## EXERCISE DESCRIPTION
Only the stretch of the listing below that runs from the line with "Pretty please, detect the ornamental" through the line with "Pretty please, detect the man in black" is to be printed, exactly and with both ends.

BEGIN PROVIDED DATA

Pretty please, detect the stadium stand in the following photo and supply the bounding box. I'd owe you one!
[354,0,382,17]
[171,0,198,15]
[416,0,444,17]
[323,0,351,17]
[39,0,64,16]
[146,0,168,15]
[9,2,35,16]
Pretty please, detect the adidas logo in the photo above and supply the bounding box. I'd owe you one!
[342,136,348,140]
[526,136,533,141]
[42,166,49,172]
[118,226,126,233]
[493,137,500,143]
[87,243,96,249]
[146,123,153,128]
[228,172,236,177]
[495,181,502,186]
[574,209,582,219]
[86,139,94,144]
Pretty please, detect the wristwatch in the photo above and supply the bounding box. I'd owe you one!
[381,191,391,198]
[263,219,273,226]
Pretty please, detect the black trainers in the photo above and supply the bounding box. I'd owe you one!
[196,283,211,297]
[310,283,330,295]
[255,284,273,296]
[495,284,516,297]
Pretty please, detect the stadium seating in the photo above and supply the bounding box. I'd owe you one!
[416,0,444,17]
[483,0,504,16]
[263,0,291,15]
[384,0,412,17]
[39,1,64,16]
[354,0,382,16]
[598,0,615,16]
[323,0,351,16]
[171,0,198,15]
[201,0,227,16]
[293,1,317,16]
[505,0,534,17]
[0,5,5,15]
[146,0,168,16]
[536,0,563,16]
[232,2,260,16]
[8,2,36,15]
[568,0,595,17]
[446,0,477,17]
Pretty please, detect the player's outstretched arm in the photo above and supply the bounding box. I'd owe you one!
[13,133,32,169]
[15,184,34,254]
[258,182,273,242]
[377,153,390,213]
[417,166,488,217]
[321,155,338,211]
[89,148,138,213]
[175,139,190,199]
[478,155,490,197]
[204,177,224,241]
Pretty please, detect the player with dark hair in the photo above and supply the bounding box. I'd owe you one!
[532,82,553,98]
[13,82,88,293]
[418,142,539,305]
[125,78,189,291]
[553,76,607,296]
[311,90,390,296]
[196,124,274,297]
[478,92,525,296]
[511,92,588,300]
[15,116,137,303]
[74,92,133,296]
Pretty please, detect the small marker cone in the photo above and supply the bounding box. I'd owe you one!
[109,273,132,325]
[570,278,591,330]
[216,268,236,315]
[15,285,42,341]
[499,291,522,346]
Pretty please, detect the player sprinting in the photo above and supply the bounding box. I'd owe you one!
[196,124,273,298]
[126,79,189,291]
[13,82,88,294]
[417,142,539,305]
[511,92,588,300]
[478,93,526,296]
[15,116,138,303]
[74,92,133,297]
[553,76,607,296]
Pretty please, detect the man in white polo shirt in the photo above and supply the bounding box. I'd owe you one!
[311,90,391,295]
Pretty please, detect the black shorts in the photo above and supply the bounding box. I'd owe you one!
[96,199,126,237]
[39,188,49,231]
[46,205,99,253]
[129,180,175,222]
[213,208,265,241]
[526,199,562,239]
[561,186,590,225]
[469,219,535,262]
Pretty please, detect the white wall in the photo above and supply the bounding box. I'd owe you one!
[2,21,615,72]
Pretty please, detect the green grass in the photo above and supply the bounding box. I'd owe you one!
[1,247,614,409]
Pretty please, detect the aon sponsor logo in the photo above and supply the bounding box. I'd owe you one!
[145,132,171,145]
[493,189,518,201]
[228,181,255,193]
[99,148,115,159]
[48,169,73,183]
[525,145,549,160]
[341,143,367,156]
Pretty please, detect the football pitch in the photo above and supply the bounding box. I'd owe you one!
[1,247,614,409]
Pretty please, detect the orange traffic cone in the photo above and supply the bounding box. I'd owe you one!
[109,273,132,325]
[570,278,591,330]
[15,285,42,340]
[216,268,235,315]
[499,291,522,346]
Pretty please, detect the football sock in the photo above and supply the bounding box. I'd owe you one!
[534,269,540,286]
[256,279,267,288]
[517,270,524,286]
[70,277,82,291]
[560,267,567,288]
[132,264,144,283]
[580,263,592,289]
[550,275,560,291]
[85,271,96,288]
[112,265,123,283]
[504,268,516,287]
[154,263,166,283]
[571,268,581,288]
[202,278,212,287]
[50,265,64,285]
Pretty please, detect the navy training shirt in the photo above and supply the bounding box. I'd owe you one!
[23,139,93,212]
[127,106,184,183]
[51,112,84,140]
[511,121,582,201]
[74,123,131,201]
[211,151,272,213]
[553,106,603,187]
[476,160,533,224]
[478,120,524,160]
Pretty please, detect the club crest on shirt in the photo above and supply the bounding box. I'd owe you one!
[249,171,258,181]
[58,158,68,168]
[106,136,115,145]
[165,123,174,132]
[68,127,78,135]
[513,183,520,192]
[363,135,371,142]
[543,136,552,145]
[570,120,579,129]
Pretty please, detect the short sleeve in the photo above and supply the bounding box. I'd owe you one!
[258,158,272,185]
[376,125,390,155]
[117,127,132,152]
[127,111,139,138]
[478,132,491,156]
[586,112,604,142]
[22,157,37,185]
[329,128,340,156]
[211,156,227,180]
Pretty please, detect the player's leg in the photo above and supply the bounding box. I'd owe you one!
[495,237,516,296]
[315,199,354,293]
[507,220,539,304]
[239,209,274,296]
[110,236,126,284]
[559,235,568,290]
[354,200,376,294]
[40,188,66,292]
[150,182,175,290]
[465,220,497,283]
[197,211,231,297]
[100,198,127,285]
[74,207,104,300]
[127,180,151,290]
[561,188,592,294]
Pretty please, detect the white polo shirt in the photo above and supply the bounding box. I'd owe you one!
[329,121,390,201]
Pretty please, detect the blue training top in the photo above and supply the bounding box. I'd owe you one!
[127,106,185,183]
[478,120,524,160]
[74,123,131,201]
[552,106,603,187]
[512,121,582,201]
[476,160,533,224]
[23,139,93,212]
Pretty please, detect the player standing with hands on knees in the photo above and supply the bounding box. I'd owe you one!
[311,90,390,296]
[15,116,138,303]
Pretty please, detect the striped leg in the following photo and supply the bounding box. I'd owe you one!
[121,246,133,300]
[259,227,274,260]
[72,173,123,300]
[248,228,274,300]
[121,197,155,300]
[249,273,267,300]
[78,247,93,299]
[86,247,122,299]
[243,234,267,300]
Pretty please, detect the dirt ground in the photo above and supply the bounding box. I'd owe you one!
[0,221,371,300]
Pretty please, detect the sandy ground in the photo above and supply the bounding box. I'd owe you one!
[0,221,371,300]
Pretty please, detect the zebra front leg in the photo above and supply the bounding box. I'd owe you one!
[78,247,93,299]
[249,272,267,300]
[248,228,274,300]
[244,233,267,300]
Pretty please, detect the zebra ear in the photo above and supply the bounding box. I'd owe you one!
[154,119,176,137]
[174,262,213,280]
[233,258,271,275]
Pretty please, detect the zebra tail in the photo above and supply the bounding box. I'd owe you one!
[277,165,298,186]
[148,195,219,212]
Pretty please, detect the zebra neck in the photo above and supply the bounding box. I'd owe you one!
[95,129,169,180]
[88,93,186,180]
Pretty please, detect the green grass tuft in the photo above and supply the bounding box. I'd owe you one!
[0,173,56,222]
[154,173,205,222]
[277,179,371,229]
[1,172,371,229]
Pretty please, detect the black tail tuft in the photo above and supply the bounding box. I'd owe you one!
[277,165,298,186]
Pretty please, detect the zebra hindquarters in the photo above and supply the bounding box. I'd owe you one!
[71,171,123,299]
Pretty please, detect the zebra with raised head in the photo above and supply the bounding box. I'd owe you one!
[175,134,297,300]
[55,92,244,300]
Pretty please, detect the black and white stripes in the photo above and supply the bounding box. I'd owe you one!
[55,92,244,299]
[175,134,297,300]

END PROVIDED DATA
BEGIN PROVIDED DATA

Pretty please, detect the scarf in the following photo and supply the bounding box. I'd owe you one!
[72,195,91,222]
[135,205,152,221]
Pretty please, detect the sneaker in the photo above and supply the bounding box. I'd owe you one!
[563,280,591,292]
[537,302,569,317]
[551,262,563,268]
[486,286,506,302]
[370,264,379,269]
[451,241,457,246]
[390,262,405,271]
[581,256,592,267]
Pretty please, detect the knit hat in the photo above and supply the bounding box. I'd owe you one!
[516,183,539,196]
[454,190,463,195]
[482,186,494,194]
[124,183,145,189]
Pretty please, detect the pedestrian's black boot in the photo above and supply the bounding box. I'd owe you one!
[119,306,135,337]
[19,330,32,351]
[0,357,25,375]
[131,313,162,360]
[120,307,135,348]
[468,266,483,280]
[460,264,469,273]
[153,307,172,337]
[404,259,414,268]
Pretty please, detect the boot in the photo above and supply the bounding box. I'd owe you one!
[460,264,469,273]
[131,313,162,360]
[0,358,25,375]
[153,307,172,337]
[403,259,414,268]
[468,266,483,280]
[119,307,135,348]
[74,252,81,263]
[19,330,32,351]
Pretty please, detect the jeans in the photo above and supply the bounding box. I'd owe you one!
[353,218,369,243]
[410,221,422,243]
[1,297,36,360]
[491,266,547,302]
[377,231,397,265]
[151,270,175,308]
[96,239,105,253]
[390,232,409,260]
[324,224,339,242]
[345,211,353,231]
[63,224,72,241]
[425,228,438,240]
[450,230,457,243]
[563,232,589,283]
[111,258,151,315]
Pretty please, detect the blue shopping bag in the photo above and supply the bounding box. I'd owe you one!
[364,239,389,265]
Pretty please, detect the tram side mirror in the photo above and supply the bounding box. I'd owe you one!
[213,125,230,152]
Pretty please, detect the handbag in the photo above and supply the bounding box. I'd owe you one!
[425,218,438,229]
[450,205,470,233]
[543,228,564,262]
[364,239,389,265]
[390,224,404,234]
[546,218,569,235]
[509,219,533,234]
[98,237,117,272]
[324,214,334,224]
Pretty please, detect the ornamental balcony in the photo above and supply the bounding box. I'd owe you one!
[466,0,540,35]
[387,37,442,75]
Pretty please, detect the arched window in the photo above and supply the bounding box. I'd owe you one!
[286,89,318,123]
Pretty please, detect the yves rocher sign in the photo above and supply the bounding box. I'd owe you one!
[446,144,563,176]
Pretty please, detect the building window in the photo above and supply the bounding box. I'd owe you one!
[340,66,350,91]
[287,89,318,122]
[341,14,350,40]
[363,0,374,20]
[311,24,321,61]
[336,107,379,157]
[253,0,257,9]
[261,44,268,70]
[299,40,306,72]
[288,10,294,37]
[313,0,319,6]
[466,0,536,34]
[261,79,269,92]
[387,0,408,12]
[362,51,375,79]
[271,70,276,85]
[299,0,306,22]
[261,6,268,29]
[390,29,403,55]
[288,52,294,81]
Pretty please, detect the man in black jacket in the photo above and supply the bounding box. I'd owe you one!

END PROVIDED DATA

## FINISHED EXERCISE
Pretty please, detect the ornamental balcony in the photo above and supply the bounding box. I'd owe you one!
[466,0,540,35]
[387,37,442,75]
Pretty please, detect the arched window in the photo above and supply the bounding box. I'd owe you one!
[286,89,318,123]
Pretty please, detect the yves rocher sign in the photo above and supply the bounding box. I'd owe you one!
[446,144,563,176]
Pretty please, detect the building window in the photo above and supply the bounding box. I'd owe you one!
[340,66,350,91]
[287,89,318,122]
[341,14,350,40]
[363,0,374,20]
[311,24,321,61]
[336,107,379,157]
[253,0,257,9]
[261,44,268,70]
[299,40,306,72]
[288,10,294,37]
[313,0,319,6]
[466,0,536,34]
[261,79,269,92]
[387,0,408,12]
[362,51,375,79]
[271,70,276,85]
[299,0,306,22]
[261,6,268,29]
[390,29,403,55]
[288,52,294,81]
Pretty please, detect the man in black jacket in the photo above and supply the bounding box. I'd owe you one!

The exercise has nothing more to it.